● **Source document**
[Start of section]
I find it hard to believe anyone spent that much time talking with him about pickles before. It also seems unlikely anyone read him a story about pickles, or that the subject came up in the Gummibears, Chip And Dale Rescue Rangers, or Coyote/Road Runner.
Yammering and Jabbering
May 26, 2024
The terms yammering and jabbering came up recently in conversation. I guess that tells you what kind of conversations I have.
I’ve been accused of doing both which sent me off on a reverie about the difference. I think it is mostly quantity, quality and volume.
Since most of you are native English speakers, I assume you know that yammering represents a slightly elevated quantity of talking, and a slightly decreased quality in a conversational tone.
On the other hand, jabbering is a floodgate of trivial comments in a raised voice. We’re not talking pneumatic drill here (that would be yelling) but just slightly louder than appropriate. Some of us (by which I mean me) experience one or both of these when we are nervous or extremely happy.
When this happens, some people are irritated, some accepting and some are just baffled. Since I am a practitioner, I hardly notice it. For some it is a quality of life issue. For me, it’s just part of life.
Middle Names 2/Polticians
May 26, 2024
Presidents had pretty obsessive middle initials in the last century. Warren G. Harding, Franklin D. Roosevelt, Harry S Truman (“no period because the S doesn’t stand for anything,” according to the grammar police), Dwight D. Eisenhower, John F. Kennedy, Richard M. Nixon. It started to peter out with
Gerry Ford (I know it was R. because I was a journalist. Did You?)
[End of section]
● **Provided information**
[Start of section]
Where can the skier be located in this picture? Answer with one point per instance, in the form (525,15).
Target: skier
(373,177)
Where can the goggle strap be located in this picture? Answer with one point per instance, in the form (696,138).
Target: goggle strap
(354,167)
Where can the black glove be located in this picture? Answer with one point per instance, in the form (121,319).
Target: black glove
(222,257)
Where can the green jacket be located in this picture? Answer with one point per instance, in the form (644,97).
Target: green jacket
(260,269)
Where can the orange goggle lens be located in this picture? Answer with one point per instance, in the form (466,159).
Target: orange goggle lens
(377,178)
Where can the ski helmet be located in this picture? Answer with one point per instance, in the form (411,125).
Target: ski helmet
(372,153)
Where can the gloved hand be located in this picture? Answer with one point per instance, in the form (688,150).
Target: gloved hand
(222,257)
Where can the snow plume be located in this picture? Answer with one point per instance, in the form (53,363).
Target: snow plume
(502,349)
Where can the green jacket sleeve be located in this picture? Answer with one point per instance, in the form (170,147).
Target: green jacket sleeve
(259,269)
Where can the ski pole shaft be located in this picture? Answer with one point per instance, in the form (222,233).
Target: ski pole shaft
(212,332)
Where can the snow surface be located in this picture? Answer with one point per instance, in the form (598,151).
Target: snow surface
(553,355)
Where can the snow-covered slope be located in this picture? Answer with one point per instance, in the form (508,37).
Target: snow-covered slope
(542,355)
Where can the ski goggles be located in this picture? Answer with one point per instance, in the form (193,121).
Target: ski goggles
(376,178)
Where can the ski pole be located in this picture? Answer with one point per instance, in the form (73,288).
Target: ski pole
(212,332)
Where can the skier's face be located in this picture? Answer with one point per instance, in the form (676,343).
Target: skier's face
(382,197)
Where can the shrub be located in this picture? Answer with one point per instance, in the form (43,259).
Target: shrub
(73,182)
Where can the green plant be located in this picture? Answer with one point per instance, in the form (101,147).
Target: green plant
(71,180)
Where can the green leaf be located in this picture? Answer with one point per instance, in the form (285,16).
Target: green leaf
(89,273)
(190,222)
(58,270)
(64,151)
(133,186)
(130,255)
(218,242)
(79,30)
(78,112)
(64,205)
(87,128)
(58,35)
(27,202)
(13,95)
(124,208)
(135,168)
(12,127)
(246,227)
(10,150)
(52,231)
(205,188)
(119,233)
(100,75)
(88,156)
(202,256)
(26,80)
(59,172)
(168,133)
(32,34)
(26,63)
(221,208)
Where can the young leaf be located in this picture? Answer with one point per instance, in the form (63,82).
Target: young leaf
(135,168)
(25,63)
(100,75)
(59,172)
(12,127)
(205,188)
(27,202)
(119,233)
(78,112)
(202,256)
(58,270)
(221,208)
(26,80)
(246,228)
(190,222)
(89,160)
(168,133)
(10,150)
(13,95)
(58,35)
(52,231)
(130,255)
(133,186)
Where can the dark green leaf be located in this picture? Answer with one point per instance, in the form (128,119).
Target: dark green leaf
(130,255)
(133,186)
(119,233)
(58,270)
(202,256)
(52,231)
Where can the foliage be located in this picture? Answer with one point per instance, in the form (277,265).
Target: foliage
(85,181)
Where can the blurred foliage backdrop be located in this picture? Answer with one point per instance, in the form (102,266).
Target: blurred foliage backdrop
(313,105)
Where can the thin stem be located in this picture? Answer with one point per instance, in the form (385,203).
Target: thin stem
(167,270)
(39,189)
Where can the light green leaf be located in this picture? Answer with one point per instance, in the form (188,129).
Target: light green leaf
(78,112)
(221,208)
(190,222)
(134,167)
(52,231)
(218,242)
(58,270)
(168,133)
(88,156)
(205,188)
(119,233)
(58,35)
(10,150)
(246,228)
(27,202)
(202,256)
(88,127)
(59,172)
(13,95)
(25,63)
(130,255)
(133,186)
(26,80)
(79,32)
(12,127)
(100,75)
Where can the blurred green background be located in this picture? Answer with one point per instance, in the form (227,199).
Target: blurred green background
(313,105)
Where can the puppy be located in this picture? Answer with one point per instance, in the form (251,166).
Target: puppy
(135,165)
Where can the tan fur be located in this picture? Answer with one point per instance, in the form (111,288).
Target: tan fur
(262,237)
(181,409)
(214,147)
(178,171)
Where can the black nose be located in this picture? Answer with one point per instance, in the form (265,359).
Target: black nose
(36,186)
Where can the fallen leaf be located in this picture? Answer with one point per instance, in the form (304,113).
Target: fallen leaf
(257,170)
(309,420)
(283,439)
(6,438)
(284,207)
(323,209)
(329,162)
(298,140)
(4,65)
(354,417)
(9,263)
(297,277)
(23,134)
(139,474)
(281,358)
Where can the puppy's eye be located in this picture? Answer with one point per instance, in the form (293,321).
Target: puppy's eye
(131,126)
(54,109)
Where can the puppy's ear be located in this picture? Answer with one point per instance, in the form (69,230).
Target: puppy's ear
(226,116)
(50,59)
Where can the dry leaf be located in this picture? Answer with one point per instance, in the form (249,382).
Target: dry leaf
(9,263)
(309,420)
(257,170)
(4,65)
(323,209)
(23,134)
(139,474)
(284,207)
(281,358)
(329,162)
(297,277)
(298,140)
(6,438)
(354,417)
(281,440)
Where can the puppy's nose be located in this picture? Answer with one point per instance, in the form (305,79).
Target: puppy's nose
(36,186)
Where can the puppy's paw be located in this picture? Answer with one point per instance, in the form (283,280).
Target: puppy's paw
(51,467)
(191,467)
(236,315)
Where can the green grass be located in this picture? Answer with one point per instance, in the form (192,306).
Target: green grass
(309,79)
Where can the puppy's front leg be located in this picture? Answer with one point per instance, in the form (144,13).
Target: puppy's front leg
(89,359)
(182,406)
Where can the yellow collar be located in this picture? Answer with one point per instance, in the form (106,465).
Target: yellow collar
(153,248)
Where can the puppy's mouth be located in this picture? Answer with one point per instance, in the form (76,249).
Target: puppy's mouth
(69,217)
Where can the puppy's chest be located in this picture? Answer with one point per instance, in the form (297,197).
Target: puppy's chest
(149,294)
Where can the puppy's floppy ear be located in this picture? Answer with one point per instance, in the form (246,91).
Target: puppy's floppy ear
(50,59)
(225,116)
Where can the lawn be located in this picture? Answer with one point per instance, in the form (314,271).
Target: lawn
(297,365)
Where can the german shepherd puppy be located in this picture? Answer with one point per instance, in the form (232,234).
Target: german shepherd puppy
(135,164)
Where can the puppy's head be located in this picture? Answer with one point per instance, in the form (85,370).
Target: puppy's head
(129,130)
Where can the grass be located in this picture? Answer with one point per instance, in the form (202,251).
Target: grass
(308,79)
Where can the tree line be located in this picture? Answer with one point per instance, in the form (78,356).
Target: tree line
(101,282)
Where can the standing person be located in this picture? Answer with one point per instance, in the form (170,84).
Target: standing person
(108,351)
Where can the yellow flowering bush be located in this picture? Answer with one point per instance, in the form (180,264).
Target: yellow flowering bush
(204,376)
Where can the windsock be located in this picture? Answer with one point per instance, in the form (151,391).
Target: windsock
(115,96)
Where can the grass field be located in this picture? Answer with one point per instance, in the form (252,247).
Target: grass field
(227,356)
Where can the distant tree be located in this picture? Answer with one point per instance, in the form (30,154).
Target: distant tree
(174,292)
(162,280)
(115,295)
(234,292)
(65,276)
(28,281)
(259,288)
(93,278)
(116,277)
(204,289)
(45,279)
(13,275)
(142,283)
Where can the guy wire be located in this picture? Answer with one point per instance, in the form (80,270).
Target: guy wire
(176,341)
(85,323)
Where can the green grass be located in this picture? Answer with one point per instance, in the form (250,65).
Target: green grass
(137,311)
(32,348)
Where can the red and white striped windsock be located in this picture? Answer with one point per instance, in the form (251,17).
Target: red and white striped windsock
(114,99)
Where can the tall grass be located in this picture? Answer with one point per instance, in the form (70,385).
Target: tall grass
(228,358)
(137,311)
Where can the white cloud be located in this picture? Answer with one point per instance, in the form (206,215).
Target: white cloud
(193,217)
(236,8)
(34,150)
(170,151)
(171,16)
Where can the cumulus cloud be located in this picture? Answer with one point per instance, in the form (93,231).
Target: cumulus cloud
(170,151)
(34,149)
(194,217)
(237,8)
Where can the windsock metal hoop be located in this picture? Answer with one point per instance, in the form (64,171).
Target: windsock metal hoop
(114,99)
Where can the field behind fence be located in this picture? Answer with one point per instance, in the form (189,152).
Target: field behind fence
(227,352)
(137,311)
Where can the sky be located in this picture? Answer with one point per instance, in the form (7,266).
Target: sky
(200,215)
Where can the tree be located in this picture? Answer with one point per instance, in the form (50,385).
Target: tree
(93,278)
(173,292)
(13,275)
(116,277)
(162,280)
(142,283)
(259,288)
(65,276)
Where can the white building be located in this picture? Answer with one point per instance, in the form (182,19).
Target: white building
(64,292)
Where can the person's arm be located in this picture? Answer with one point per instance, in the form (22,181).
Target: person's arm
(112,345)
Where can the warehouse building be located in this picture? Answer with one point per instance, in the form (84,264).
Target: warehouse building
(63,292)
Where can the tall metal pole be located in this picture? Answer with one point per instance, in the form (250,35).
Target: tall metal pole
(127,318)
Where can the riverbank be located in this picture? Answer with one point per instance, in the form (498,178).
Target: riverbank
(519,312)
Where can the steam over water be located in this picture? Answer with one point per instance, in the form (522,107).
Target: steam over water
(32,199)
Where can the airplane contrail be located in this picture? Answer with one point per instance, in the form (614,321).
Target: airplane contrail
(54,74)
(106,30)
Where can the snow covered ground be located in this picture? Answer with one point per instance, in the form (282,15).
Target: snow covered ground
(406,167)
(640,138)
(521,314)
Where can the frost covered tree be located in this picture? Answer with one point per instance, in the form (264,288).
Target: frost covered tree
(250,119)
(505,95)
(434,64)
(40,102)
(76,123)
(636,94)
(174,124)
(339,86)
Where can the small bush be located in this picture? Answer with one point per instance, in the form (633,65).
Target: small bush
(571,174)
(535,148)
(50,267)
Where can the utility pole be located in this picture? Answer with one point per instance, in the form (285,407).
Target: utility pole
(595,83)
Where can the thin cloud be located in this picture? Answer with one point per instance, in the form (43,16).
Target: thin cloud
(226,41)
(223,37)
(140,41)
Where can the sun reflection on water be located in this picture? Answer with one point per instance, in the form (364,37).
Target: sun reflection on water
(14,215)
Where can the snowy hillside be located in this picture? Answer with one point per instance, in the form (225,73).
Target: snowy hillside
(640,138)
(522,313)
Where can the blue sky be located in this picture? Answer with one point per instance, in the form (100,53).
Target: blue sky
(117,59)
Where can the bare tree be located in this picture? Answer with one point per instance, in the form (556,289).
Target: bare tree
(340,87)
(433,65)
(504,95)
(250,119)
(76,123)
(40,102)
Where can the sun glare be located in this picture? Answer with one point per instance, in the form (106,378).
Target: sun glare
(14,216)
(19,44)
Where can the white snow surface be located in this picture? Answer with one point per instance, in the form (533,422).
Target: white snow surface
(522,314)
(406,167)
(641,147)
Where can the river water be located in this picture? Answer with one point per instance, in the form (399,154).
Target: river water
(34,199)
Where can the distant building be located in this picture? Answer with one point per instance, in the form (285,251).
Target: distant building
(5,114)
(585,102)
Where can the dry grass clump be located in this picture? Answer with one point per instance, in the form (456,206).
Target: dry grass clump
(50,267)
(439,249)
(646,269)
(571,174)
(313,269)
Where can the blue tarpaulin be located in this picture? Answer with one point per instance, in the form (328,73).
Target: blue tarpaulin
[End of section]
● **Assignment 1**
Rewrite the paragraph of the blog excerpt that begins "On the other hand, jabbering" more briefly, keeping its main facts.
● **Assignment 2**
Repeat the blog excerpt word for word from "I find it hard" to "conversations I have.".
● **Assignment 3**
List every president's name, written with its middle initial, in the sentence of the blog excerpt that begins "Warren G. Harding".

● **Exercise answer 1**
Jabbering is a flood of trivial comments spoken a little louder than appropriate, but not as loud as yelling. The writer does one or both of these things when nervous or extremely happy.

● **Exercise answer 2**
I find it hard to believe anyone spent that much time talking with him about pickles before. It also seems unlikely anyone read him a story about pickles, or that the subject came up in the Gummibears, Chip And Dale Rescue Rangers, or Coyote/Road Runner.
Yammering and Jabbering
May 26, 2024
The terms yammering and jabbering came up recently in conversation. I guess that tells you what kind of conversations I have.

● **Exercise answer 3**
- Warren G. Harding
- Franklin D. Roosevelt
- Harry S Truman
- Dwight D. Eisenhower
- John F. Kennedy
- Richard M. Nixon